▸ **Activity**
Output all of the data below without changing a word, and exclude the pictures.
Data for this task below:
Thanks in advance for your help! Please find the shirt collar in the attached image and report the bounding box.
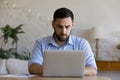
[67,35,73,45]
[48,35,58,47]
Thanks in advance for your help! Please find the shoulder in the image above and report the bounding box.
[36,35,52,44]
[70,35,88,43]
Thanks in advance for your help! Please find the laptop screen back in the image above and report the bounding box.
[43,50,86,77]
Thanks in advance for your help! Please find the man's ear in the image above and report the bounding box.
[72,22,74,29]
[52,21,55,28]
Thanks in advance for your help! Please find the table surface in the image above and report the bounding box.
[0,76,111,80]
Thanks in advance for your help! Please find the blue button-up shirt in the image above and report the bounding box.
[29,35,97,69]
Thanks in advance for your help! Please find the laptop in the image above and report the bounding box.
[42,50,86,77]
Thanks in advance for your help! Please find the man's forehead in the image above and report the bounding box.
[56,24,71,27]
[54,17,72,22]
[54,18,73,25]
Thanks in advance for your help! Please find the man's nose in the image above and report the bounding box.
[61,27,66,34]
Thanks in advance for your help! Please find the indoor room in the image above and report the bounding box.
[0,0,120,80]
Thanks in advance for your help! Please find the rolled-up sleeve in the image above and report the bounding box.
[81,40,97,70]
[28,40,44,66]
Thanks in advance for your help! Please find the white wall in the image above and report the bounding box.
[0,0,120,60]
[0,0,120,79]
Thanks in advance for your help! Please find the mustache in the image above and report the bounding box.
[60,33,67,36]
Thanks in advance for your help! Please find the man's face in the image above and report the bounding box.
[52,17,74,42]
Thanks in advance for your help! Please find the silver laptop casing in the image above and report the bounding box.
[43,50,86,77]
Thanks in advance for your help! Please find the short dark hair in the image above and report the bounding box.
[53,7,74,21]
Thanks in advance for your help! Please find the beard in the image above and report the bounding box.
[54,32,69,42]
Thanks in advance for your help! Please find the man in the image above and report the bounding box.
[28,7,97,76]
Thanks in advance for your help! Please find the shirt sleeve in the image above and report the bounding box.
[81,40,97,70]
[28,40,44,66]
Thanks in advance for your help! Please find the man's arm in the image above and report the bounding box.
[85,66,97,76]
[29,63,43,75]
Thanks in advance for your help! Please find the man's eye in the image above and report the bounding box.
[57,25,62,28]
[66,26,70,29]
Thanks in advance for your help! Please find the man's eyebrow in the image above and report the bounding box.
[56,24,62,26]
[56,24,63,27]
[56,24,71,26]
[66,25,71,27]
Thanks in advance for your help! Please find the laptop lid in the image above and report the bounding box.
[43,50,86,77]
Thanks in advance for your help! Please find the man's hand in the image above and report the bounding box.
[29,63,43,76]
[85,66,97,76]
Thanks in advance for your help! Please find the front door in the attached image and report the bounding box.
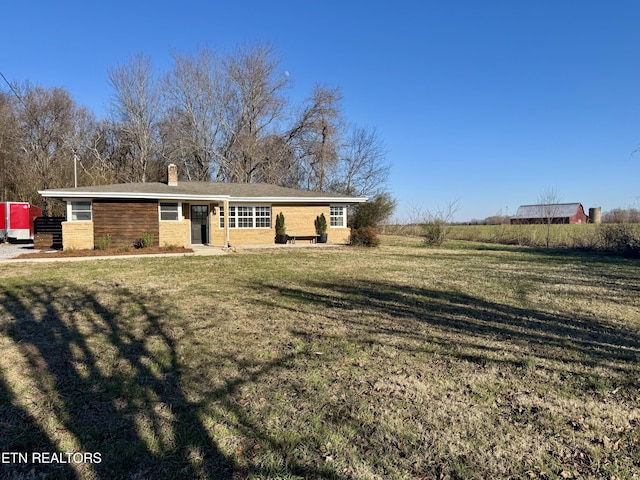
[190,205,209,244]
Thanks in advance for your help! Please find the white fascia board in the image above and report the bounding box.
[231,196,369,203]
[39,191,232,201]
[39,190,368,204]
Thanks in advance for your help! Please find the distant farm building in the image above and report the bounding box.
[510,203,588,225]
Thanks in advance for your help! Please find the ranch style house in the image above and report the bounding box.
[38,164,367,250]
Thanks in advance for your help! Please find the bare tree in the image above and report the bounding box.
[215,43,290,183]
[329,125,390,196]
[537,187,563,248]
[161,48,222,181]
[254,134,302,186]
[602,207,640,224]
[0,90,19,202]
[287,84,343,191]
[2,43,395,208]
[13,84,81,214]
[78,118,121,185]
[108,54,161,182]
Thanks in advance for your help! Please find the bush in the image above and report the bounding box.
[422,220,446,246]
[348,193,395,248]
[96,234,112,250]
[350,193,396,229]
[598,224,640,257]
[350,226,380,247]
[413,200,458,247]
[314,213,327,234]
[275,212,286,235]
[135,232,154,249]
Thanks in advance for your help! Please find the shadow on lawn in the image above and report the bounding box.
[257,278,640,383]
[0,282,342,480]
[0,283,232,480]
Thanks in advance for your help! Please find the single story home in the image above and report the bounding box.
[38,164,367,250]
[510,203,588,225]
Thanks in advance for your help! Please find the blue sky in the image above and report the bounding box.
[2,1,639,221]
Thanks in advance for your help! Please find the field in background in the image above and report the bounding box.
[382,223,640,251]
[449,224,601,248]
[1,236,639,479]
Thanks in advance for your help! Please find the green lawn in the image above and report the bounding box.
[1,236,639,479]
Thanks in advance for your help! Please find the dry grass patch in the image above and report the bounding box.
[0,237,639,479]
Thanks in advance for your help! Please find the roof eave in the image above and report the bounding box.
[38,190,368,203]
[230,196,368,203]
[38,190,231,201]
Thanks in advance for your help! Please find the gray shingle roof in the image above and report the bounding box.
[39,181,366,202]
[513,203,582,219]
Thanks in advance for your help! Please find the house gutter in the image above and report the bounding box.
[38,190,368,204]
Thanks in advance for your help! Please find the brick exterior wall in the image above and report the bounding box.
[62,221,94,250]
[159,220,190,247]
[277,205,329,237]
[209,204,351,246]
[329,227,351,244]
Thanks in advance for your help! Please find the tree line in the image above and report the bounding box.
[0,43,390,216]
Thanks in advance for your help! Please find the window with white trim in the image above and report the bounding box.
[237,206,253,228]
[255,206,271,228]
[220,205,271,229]
[70,201,92,221]
[159,202,180,221]
[330,205,346,227]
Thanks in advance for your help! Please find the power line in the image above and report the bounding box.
[0,71,28,111]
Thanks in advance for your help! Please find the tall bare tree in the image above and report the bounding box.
[215,43,289,183]
[77,118,121,185]
[13,84,81,214]
[0,91,19,202]
[288,85,343,191]
[253,134,302,186]
[108,54,161,182]
[2,43,395,211]
[161,48,223,181]
[329,125,390,196]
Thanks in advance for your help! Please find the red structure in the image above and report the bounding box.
[0,202,43,241]
[510,203,588,225]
End of Data for this task.
▸ **Written answer**
Thanks in advance for your help! Please find the shirt collar in the attached image and report the bounding box.
[67,35,73,45]
[48,35,58,47]
Thanks in advance for your help! Please find the shoulder in the image above and report the bounding box.
[36,35,52,44]
[70,35,88,43]
Thanks in advance for your help! Please find the laptop screen back in the image above and report the bounding box.
[43,50,86,77]
Thanks in advance for your help! Please find the man's ear in the image above and report the bounding box.
[72,22,74,29]
[52,21,55,28]
Thanks in advance for your help! Please find the table surface in the image above and report the bounding box.
[0,76,111,80]
Thanks in advance for your help! Please find the blue button-up shirt in the image above and report the bounding box.
[29,35,97,69]
Thanks in advance for your help! Please find the laptop in the image above and report the bounding box.
[42,50,86,77]
Thanks in advance for your help! Please find the man's forehead in the image above and report the bounding box.
[56,24,71,27]
[54,17,72,22]
[54,18,73,25]
Thanks in advance for your help! Please find the man's nose in the image above and report the bounding box.
[61,27,66,34]
Thanks in advance for your help! Please find the indoor room in the image above and report the bounding box.
[0,0,120,80]
Thanks in advance for your help! Please find the rolled-up sleeve in the image above and report the bounding box.
[81,40,97,70]
[28,40,44,66]
Thanks in advance for your help! Please find the white wall in the image above and report the bounding box.
[0,0,120,60]
[0,0,120,79]
Thanks in advance for your help! Please find the mustache in the image above and report the bounding box.
[60,33,67,36]
Thanks in advance for your help! Please find the man's face in the image above and report the bounding box.
[52,17,74,42]
Thanks in advance for your help! Please find the silver laptop casing in the image above and report the bounding box.
[43,50,86,77]
Thanks in advance for your help! Please find the short dark hair in the image above and report the bounding box.
[53,7,74,21]
Thanks in advance for your help! Please find the beard in the image above and report the bounding box.
[54,32,69,42]
Thanks in advance for your help! Please find the man in the image above and report the bounding box.
[28,7,97,76]
Thanks in advance for your help! Please find the shirt sleeve in the image above and report the bounding box.
[81,40,97,70]
[28,40,44,66]
Thanks in advance for your help! Please find the man's arm in the image above and report the bounding box.
[85,66,97,76]
[29,63,43,75]
Thanks in advance for your help! Please find the man's eye in the image above and report the bounding box.
[57,25,62,28]
[66,26,70,29]
Thanks in advance for your help! Please find the man's eyebrow in the image above and report the bounding box.
[56,24,62,26]
[56,24,63,27]
[56,24,71,26]
[66,25,71,27]
Thanks in advance for your help! Please find the laptop lid in the image above and report the bounding box.
[43,50,86,77]
Thanks in advance for your help! Please find the man's hand in the image above and report the bounding box.
[29,63,43,76]
[85,66,97,76]
Thanks in advance for your help! Please find the front door in the attached image and report the bounding box.
[190,205,209,244]
Thanks in advance for your help! Please find the white fascia board in the image above and report the bounding box.
[231,196,369,203]
[39,191,232,201]
[39,190,368,204]
Thanks in advance for your help! Please find the distant farm building in the image above and report the bounding box.
[510,203,588,225]
Thanks in advance for your help! Please find the ranch style house in the image above and report the bounding box.
[38,164,367,250]
Thanks in advance for your help! Please find the bare tree in the image above and report the bounding box.
[215,43,290,183]
[329,125,390,196]
[537,187,563,248]
[161,48,222,181]
[254,134,302,186]
[602,207,640,224]
[0,90,19,202]
[287,84,343,191]
[2,43,395,208]
[13,84,81,214]
[78,118,121,185]
[108,54,161,182]
Thanks in advance for your help! Please find the bush in the image above and report the bounding box.
[422,220,446,246]
[348,193,395,248]
[96,234,112,250]
[350,193,396,229]
[598,224,640,257]
[350,226,380,247]
[413,200,458,247]
[314,213,327,234]
[275,212,286,235]
[135,232,154,249]
Thanks in advance for your help! Please find the shadow on lawn in the image above and report the bounding box.
[257,278,640,383]
[0,282,342,480]
[0,283,232,480]
Thanks in advance for your help! Please find the single story home in the image above and report the bounding box.
[38,164,367,250]
[510,203,588,225]
Thanks in advance for your help! Please find the blue sky in the image above and report the bounding box.
[2,1,639,221]
Thanks in advance for your help! Please find the field in background in the image above and report the bounding box.
[382,223,640,251]
[449,224,601,248]
[1,236,639,479]
Thanks in advance for your help! Please find the green lawn in the image above and report the bounding box.
[1,236,639,479]
Thanks in advance for your help! Please find the dry grass patch in the image above and report the bounding box.
[0,237,639,479]
Thanks in advance for your help! Please find the roof eave in the image above and report the bounding box.
[38,190,368,203]
[230,196,368,203]
[38,190,231,201]
Thanks in advance for your help! Please find the gray shingle roof in the image above and report the bounding box.
[39,181,366,202]
[513,203,582,219]
Thanks in advance for your help! Please find the house gutter in the image above and report the bounding box.
[38,190,368,204]
Thanks in advance for your help! Please find the brick exterior wall in the image above and report the bounding box.
[62,221,94,250]
[159,220,190,247]
[277,205,329,237]
[209,204,351,246]
[329,227,351,244]
Thanks in advance for your help! Please find the tree line in the image above and report the bounding box.
[0,43,390,216]
Thanks in advance for your help! Please find the window with white trim in the image above and report the bounding box.
[237,206,253,228]
[255,206,271,228]
[220,205,271,229]
[70,201,92,221]
[159,202,180,221]
[330,205,346,227]
Thanks in advance for your help! Please find the power line in the image above and report the bounding box.
[0,71,28,111]
Thanks in advance for your help! Please find the tall bare tree in the image above and report the bounding box.
[215,43,289,183]
[77,118,121,185]
[13,84,81,214]
[0,91,19,202]
[288,85,343,191]
[253,134,302,186]
[108,54,161,182]
[2,43,395,211]
[161,48,223,181]
[329,125,390,196]
Thanks in advance for your help! Please find the red structure in the image above and report the bounding box.
[0,202,43,241]
[510,203,588,225]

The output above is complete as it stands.